Magazin
Camille, die Mutige
Sie ging dorthin, wo andere sich niemals hingewagt hätten. Ihr Ziel: Das Leben von Menschen in weitgehend ausser Acht gelassenen Konfliktgebieten sichtbar machen. Geschehe, was wolle. Camille Lepage, die französische Fotojournalistin, stand am Anfang ihrer Karriere, als sie mit 26 Jahren in der Zentralafrikanischen Republik ermordet wurde. Mit ihrer Rolle als Vermittlerin haderte sie immer wieder und wollte doch in keiner anderen sein. Jetzt beschreibt ein packender Spielfilm ihr Engagement.
Bewaffnete Männer stehen im Dunst auf einer roten Lehmstrasse. Zum Foto schreibt Camille Lepage: «Reise mit den Anti Balaka nach Amada Gaza, etwa 120 km von Berberati entfernt. Wir brachen um 3.30 Uhr morgens auf, um die Misca-Checkpoints zu umgehen, und mit dem Motorrad dauerte es acht Stunden, das Dorf zu erreichen, da es keine richtigen Strassen gibt. In der Region Amada Gaza wurden zwischen März und heute 150 Menschen von den Seleka getötet. Ein weiterer Angriff fand am Sonntag statt, wobei sechs Menschen getötet wurden. Der Anti-Balaka-Oberst Rock beschliesst, seine Einheiten dorthin zu schicken, um zu patrouillieren und Menschen, die in den Busch geflohen sind, sicher zu ihren Häusern zurückzubringen.» Es ist ihr letzter Post. Sechs Tage später, am 12. Mai 2014, ist die junge Fotojournalistin tot. Ihre Geschichte beginnt 26 Jahre zuvor. Camille Lepage kommt am 28. Januar 1988 in Angers im Westen Frankreichs zu Welt. Die Eltern, sie Personalleiterin, er Gartengestalter, bieten Camille und ihrem Bruder ein wohlbehütetes Zuhause, die Familienbande sind stark. Camille sei «im Schatten des Schlosses von Angers, im Schutz der wärmenden Stadtmauern herangewachsen», so heisst es auf der Website des in ihrem Namen gegründeten Vereins «Camille Lepage – on est ensemble».

------

Schreibe den Text über Camille Lepage vollständig und Wort für Wort ab. Stütze dich allein auf den Text über Camille Lepage.

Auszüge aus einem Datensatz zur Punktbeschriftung
------

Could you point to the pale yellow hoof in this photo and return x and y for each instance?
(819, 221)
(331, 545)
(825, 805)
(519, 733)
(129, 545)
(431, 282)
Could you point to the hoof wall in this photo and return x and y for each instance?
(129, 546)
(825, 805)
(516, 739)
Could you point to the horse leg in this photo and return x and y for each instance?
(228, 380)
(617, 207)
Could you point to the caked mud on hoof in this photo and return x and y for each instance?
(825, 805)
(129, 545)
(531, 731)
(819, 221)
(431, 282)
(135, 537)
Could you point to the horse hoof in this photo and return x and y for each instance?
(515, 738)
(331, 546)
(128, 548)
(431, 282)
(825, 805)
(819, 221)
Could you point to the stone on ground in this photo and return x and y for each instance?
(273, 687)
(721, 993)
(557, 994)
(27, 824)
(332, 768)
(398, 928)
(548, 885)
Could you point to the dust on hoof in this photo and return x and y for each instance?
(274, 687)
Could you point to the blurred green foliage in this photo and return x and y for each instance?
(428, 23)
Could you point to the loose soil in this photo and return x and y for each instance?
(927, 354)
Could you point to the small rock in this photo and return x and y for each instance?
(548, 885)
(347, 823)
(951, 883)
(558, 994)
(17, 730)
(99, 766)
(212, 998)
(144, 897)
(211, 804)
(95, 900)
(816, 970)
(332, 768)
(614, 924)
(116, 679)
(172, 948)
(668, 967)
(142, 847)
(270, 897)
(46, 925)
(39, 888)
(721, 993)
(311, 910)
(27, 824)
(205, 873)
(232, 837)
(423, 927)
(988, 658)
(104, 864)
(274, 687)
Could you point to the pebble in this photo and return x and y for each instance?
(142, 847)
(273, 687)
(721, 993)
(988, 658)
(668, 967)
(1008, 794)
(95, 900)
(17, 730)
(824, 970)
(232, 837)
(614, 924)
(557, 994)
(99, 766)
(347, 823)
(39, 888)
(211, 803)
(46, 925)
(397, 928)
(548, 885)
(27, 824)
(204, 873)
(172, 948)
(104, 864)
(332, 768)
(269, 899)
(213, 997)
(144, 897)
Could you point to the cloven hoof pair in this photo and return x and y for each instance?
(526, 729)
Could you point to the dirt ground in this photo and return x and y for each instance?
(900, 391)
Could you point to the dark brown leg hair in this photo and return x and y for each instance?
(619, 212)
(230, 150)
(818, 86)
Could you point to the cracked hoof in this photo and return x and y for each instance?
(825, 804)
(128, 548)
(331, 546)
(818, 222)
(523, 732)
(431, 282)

------

LÖSUNG
Magazin
Camille, die Mutige
Sie ging dorthin, wo andere sich niemals hingewagt hätten. Ihr Ziel: Das Leben von Menschen in weitgehend ausser Acht gelassenen Konfliktgebieten sichtbar machen. Geschehe, was wolle. Camille Lepage, die französische Fotojournalistin, stand am Anfang ihrer Karriere, als sie mit 26 Jahren in der Zentralafrikanischen Republik ermordet wurde. Mit ihrer Rolle als Vermittlerin haderte sie immer wieder und wollte doch in keiner anderen sein. Jetzt beschreibt ein packender Spielfilm ihr Engagement.
Bewaffnete Männer stehen im Dunst auf einer roten Lehmstrasse. Zum Foto schreibt Camille Lepage: «Reise mit den Anti Balaka nach Amada Gaza, etwa 120 km von Berberati entfernt. Wir brachen um 3.30 Uhr morgens auf, um die Misca-Checkpoints zu umgehen, und mit dem Motorrad dauerte es acht Stunden, das Dorf zu erreichen, da es keine richtigen Strassen gibt. In der Region Amada Gaza wurden zwischen März und heute 150 Menschen von den Seleka getötet. Ein weiterer Angriff fand am Sonntag statt, wobei sechs Menschen getötet wurden. Der Anti-Balaka-Oberst Rock beschliesst, seine Einheiten dorthin zu schicken, um zu patrouillieren und Menschen, die in den Busch geflohen sind, sicher zu ihren Häusern zurückzubringen.» Es ist ihr letzter Post. Sechs Tage später, am 12. Mai 2014, ist die junge Fotojournalistin tot. Ihre Geschichte beginnt 26 Jahre zuvor. Camille Lepage kommt am 28. Januar 1988 in Angers im Westen Frankreichs zu Welt. Die Eltern, sie Personalleiterin, er Gartengestalter, bieten Camille und ihrem Bruder ein wohlbehütetes Zuhause, die Familienbande sind stark. Camille sei «im Schatten des Schlosses von Angers, im Schutz der wärmenden Stadtmauern herangewachsen», so heisst es auf der Website des in ihrem Namen gegründeten Vereins «Camille Lepage – on est ensemble».